⟨

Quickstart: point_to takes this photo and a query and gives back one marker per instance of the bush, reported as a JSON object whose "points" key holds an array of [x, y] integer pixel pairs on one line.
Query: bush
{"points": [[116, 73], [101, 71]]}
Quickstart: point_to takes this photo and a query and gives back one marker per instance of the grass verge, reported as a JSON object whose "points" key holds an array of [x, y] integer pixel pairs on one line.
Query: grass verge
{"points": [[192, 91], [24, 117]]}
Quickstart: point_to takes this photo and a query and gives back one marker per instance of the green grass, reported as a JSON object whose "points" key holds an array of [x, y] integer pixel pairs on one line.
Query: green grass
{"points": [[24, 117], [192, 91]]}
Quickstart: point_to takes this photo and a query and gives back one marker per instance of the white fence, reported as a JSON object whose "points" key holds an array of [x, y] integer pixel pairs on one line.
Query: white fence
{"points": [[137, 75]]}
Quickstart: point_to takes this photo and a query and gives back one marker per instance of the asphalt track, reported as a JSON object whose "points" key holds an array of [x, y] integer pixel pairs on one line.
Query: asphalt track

⟩
⟨

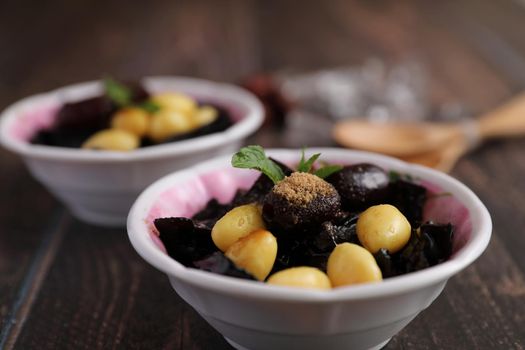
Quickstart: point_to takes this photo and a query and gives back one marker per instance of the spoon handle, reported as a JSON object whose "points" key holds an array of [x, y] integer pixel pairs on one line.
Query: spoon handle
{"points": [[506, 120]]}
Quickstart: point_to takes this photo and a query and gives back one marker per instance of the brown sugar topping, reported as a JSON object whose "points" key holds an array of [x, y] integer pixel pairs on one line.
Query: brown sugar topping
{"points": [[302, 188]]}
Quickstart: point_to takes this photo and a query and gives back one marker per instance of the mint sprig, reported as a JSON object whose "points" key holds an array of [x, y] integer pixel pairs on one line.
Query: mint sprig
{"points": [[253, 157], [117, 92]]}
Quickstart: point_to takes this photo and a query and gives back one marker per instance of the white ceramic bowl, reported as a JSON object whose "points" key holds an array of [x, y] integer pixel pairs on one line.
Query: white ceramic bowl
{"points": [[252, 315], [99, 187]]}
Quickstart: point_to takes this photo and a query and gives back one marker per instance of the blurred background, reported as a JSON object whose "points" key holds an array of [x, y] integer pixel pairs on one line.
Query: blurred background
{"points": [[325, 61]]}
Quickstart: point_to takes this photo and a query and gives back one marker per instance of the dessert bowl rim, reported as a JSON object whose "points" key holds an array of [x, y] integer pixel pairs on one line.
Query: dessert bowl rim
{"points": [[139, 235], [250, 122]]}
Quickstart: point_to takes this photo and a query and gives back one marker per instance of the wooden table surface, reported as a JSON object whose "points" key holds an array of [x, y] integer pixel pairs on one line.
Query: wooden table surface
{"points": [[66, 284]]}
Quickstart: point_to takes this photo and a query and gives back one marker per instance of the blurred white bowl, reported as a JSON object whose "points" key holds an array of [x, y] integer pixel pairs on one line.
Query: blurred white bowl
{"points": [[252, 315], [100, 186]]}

⟩

§ What is expected
Format the material as a Markdown table with the columns Row and Line, starting with the line that contains "of the asphalt" and going on through the line that contains "Query: asphalt track", both lines included. Number each row and omit blank lines.

§ Full answer
| Row | Line |
|---|---|
| 1 | Quickstart: point_to takes this photo and a query and gives back one marker per instance of the asphalt track, reported as a JSON object whose "points" key holds an array of [x, y] integer pixel pairs on one line. |
| 2 | Query: asphalt track |